- WHAT YOU HAVE TO DO -
Reproduce each of the rows below word for word, leaving every line unchanged.
___ DATA PROVIDED
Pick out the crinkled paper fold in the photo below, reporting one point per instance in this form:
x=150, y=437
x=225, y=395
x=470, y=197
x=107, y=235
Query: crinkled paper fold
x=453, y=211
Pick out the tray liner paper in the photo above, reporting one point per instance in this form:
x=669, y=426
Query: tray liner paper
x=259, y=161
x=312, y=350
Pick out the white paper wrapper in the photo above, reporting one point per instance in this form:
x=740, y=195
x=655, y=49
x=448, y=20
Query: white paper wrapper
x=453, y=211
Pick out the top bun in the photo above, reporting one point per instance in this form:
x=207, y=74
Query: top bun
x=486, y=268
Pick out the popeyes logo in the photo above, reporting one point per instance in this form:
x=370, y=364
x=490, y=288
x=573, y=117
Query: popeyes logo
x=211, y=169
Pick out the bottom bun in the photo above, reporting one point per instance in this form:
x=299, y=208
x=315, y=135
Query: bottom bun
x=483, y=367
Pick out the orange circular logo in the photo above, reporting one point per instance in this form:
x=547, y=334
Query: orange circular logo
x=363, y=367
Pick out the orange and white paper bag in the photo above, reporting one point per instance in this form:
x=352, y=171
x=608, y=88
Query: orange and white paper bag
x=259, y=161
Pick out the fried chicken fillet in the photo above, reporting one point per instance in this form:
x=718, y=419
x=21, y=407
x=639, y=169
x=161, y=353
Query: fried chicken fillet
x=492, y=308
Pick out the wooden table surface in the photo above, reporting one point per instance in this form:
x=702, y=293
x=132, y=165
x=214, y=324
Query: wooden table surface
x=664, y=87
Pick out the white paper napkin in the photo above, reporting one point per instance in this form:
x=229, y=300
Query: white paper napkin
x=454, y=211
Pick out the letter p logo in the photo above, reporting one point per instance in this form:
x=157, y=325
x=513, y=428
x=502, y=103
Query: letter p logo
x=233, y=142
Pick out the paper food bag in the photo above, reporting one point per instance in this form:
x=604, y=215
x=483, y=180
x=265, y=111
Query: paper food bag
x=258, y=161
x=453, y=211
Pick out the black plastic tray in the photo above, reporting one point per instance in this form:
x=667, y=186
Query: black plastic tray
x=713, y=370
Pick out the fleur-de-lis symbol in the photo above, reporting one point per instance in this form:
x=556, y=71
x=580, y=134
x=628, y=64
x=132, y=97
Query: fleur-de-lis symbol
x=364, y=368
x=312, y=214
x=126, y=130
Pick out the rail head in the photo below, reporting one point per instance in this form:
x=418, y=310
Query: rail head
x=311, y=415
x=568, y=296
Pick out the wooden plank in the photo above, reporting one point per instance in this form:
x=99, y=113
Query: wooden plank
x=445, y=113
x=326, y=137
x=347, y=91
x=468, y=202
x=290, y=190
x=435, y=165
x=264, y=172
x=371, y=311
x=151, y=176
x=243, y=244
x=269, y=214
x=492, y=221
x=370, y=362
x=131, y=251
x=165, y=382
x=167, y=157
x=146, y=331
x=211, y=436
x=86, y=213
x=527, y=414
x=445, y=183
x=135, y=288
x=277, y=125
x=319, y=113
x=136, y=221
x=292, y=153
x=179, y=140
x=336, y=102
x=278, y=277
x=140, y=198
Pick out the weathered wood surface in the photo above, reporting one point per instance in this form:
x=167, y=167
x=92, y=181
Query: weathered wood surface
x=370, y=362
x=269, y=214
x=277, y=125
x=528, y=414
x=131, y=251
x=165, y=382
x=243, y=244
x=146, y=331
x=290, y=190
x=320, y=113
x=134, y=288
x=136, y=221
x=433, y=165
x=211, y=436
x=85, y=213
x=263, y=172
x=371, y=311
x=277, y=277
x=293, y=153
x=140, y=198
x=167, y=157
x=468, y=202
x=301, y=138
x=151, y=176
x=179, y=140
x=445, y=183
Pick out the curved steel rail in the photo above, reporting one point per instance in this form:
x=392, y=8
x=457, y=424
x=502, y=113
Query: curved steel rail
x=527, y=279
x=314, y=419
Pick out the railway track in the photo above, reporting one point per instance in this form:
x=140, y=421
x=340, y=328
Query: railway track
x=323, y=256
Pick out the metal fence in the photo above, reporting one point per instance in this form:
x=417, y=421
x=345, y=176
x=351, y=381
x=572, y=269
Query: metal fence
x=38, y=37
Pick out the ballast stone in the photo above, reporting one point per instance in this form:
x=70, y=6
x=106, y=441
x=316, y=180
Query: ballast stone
______
- TASK ANSWER -
Pick out the crinkled paper fold in the photo below, reporting one point per instance in this form:
x=150, y=437
x=225, y=395
x=470, y=197
x=107, y=235
Query: crinkled paper fold
x=453, y=211
Pick out the tray liner paper in the photo above, reporting one point per instance in this form:
x=669, y=426
Query: tray liner paper
x=259, y=161
x=312, y=350
Pick out the white paper wrapper in the photo above, reporting one point per instance in this form:
x=740, y=195
x=655, y=49
x=448, y=20
Query: white paper wrapper
x=453, y=211
Pick out the top bun in the photo above, reporting one point per instance in this form:
x=207, y=74
Query: top bun
x=486, y=268
Pick out the popeyes logo in the photo above, reporting one point per instance in this form:
x=370, y=364
x=490, y=288
x=573, y=117
Query: popeyes logo
x=211, y=169
Pick out the bottom bun in the photo above, reporting one point per instance in this form:
x=299, y=208
x=315, y=135
Query: bottom bun
x=483, y=367
Pick out the orange circular logo in the photo above, reporting one point per instance in this form:
x=547, y=334
Query: orange circular logo
x=363, y=367
Pick out the orange and white paper bag in the photo above, reporting one point per instance in this form:
x=352, y=171
x=608, y=88
Query: orange and white paper bag
x=259, y=161
Pick out the fried chicken fillet in the photo above, reporting one point per instance in this form:
x=718, y=419
x=21, y=407
x=639, y=169
x=161, y=353
Query: fried chicken fillet
x=492, y=308
Pick out the wooden table surface in the photo above, reporting one point per instance in this form:
x=702, y=293
x=132, y=165
x=214, y=324
Query: wooden table surface
x=664, y=87
Pick out the white paper napkin in the photo above, reporting one point per instance in this form:
x=229, y=300
Query: white paper napkin
x=454, y=211
Pick out the letter p logo in the photo above, reporting one point per instance in this form:
x=157, y=325
x=513, y=428
x=502, y=103
Query: letter p logo
x=233, y=142
Pick out the paper food bag in the photo above, reporting one point per instance in this form:
x=604, y=215
x=483, y=180
x=265, y=111
Query: paper food bag
x=258, y=161
x=453, y=211
Pick out the black plastic tray in the photo above, reporting one point per instance in this form:
x=667, y=186
Query: black plastic tray
x=713, y=370
Pick out the fleur-de-lis symbol in the photo above, reporting one point per instance in this form:
x=556, y=71
x=580, y=134
x=628, y=64
x=132, y=97
Query: fleur-de-lis symbol
x=364, y=368
x=312, y=214
x=126, y=130
Pick out the rail head in the photo below, reporting one point per instance in this form:
x=418, y=310
Query: rail head
x=311, y=415
x=568, y=296
Pick out the wooden plank in the photo above, reporting one point per instance in this form:
x=99, y=113
Query: wooden plank
x=445, y=113
x=326, y=137
x=347, y=91
x=468, y=202
x=290, y=190
x=435, y=165
x=264, y=172
x=371, y=311
x=151, y=176
x=243, y=244
x=269, y=214
x=492, y=221
x=370, y=362
x=131, y=251
x=165, y=382
x=167, y=157
x=146, y=331
x=211, y=436
x=86, y=213
x=527, y=414
x=445, y=183
x=135, y=288
x=277, y=125
x=319, y=113
x=136, y=221
x=292, y=153
x=179, y=140
x=336, y=102
x=278, y=277
x=140, y=198
Pick out the weathered wood surface in the photo above, reporting one point per instance in this form:
x=167, y=167
x=92, y=181
Query: weathered wood surface
x=370, y=362
x=269, y=214
x=277, y=125
x=528, y=414
x=131, y=251
x=165, y=382
x=243, y=244
x=146, y=331
x=290, y=190
x=320, y=113
x=134, y=288
x=136, y=221
x=433, y=165
x=211, y=436
x=85, y=213
x=263, y=172
x=371, y=311
x=277, y=277
x=293, y=153
x=140, y=198
x=167, y=157
x=468, y=202
x=301, y=138
x=151, y=176
x=179, y=140
x=445, y=183
Pick out the curved steel rail in the photo above, reporting one point per instance in this form:
x=392, y=8
x=457, y=424
x=502, y=113
Query: curved steel rail
x=527, y=279
x=314, y=419
Pick out the railway track in the photo above, reporting one point per instance in this form:
x=140, y=421
x=340, y=328
Query: railway track
x=323, y=256
Pick out the metal fence in the photo above, reporting one point per instance in this form:
x=417, y=421
x=345, y=176
x=351, y=381
x=572, y=269
Query: metal fence
x=38, y=37
Pick out the ballast stone in the photo above, reporting one point per instance in this form:
x=70, y=6
x=106, y=441
x=316, y=180
Query: ballast stone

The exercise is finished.